__Dataset extract__.
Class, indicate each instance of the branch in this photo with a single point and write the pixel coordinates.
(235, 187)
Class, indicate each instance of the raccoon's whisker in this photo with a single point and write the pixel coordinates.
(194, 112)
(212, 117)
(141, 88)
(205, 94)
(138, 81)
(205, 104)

__Task directions__. Rewrite the records starting with the line that contains "Class, indicate each instance of the raccoon's" and continuing through the end of the records, request included. Multiply every coordinate in the answers by 0.4 and round each result to a whole number, with halves rounding up.

__Exercise response__.
Class, indicate each instance of the raccoon's whisker in this photo with a single point and write the pixel coordinates.
(78, 45)
(85, 47)
(56, 35)
(82, 38)
(55, 32)
(82, 42)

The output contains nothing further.